_How to complete this task_
Keep every line of the data below that has the string "rear" and present those lines.

_Exercise material_

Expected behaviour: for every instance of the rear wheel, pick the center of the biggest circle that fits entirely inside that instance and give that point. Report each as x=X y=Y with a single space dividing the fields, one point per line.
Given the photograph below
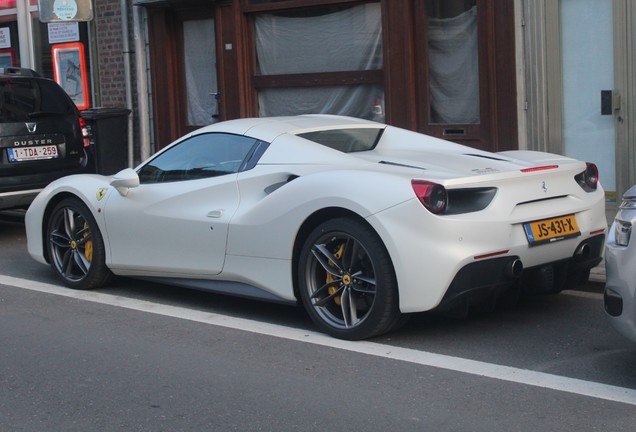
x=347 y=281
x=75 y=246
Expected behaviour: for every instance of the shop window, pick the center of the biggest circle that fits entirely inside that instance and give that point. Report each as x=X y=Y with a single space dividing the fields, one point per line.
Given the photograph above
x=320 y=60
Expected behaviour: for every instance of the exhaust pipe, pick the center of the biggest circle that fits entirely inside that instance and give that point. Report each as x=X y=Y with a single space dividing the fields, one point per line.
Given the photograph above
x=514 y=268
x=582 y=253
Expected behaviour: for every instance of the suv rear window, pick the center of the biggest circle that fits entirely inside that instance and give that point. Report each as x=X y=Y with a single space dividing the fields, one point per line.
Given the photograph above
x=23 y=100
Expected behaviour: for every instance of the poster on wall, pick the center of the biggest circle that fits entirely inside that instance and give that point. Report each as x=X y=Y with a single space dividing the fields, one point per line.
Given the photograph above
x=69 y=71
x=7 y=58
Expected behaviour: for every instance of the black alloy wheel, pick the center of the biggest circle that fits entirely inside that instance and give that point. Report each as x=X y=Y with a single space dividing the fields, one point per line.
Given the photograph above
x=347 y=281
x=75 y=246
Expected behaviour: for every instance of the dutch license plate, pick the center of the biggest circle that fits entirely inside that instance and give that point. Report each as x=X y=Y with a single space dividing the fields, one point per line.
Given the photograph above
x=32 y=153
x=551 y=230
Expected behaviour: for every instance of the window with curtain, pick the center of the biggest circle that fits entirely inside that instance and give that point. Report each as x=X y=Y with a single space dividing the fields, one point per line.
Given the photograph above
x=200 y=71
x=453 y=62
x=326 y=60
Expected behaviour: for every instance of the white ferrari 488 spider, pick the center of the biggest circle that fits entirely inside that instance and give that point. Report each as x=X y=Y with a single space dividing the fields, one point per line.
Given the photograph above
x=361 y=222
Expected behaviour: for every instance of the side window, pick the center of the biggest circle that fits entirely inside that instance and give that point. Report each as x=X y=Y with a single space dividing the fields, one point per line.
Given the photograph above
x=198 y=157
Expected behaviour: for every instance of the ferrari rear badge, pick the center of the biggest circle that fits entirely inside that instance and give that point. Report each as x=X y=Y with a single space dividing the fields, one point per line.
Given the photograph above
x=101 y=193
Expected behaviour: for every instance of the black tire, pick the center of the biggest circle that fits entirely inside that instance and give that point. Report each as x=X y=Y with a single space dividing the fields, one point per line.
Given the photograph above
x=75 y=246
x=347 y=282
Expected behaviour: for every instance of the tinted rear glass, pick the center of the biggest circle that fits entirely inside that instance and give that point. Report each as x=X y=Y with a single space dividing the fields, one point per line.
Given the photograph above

--

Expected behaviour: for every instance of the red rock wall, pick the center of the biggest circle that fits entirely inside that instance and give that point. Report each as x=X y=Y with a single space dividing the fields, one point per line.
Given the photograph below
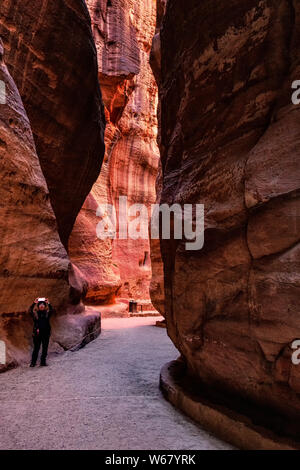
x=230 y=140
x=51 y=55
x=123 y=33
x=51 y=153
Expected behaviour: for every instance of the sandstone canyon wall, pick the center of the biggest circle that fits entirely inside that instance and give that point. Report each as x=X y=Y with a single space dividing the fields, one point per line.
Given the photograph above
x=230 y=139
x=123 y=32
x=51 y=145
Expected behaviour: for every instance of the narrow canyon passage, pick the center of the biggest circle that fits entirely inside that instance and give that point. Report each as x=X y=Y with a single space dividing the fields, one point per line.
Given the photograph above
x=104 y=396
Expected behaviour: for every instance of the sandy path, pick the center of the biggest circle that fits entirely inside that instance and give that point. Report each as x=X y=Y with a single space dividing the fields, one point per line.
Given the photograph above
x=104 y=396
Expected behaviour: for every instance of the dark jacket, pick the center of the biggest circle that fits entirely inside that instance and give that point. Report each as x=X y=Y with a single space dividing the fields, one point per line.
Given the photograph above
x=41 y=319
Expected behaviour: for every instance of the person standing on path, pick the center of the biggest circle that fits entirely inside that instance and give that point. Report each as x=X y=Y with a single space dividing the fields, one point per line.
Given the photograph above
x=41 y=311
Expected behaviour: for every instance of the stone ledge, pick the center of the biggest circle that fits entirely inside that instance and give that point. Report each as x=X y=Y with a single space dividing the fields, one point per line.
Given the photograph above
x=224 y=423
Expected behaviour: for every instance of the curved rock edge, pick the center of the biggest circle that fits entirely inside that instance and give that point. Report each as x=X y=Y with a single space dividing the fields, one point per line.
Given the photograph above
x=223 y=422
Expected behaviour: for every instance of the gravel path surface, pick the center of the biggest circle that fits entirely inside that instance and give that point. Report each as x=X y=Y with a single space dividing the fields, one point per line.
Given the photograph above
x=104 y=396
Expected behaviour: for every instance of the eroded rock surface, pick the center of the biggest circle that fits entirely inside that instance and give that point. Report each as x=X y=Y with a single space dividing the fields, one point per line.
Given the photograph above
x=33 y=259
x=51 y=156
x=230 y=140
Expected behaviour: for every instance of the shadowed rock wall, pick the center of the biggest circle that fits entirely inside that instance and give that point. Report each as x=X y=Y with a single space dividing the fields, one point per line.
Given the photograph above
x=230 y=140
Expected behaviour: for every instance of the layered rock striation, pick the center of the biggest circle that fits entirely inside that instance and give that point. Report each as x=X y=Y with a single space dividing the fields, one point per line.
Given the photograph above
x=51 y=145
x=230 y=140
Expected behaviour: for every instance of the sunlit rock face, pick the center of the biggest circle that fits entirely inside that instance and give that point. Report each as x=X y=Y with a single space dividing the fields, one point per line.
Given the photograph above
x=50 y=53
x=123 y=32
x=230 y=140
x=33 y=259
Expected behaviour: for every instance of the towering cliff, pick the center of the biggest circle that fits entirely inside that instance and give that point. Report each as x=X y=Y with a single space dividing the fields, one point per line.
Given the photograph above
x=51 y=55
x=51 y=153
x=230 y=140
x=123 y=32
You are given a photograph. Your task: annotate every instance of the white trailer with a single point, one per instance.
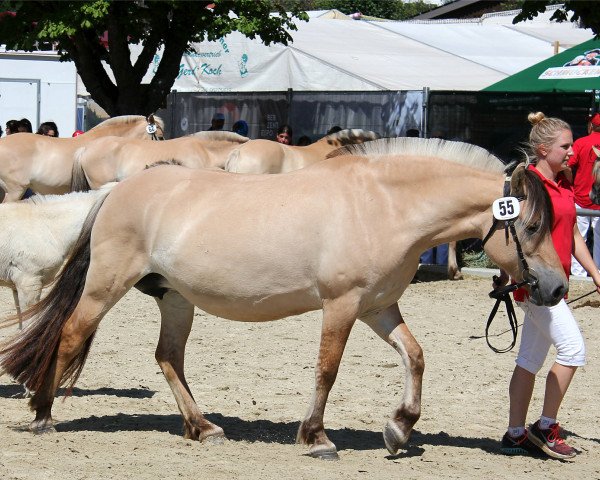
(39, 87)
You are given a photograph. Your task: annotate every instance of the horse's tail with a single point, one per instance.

_Written answer_
Expected behaviour: for every instance of the rear wheel, pick the center of the biggest circle that fits entirely inside that instance and give that point. Report each as x=X y=Y with a single space dividing the fields, one point per line.
Expected behaviour: for every instance of the suv rear window, pick the center of the biggest circle that fits entirely inside that instance and give that point. Report each as x=X y=Y with a single space dividing the fields, one point per line.
Expected behaviour: for every instance of the ferrari rear badge, pick the center of the biggest circle that fits entirely inside that instance and give that point. Report each as x=X y=Y with a single space dividing the fields, one point per line.
Expected behaviour: for every instance of the tinted rear glass, pick the center of the biggest circle that fits entirely inside that instance and give that point. Report each as x=X y=Y with a single space dividing the fields, one point per line.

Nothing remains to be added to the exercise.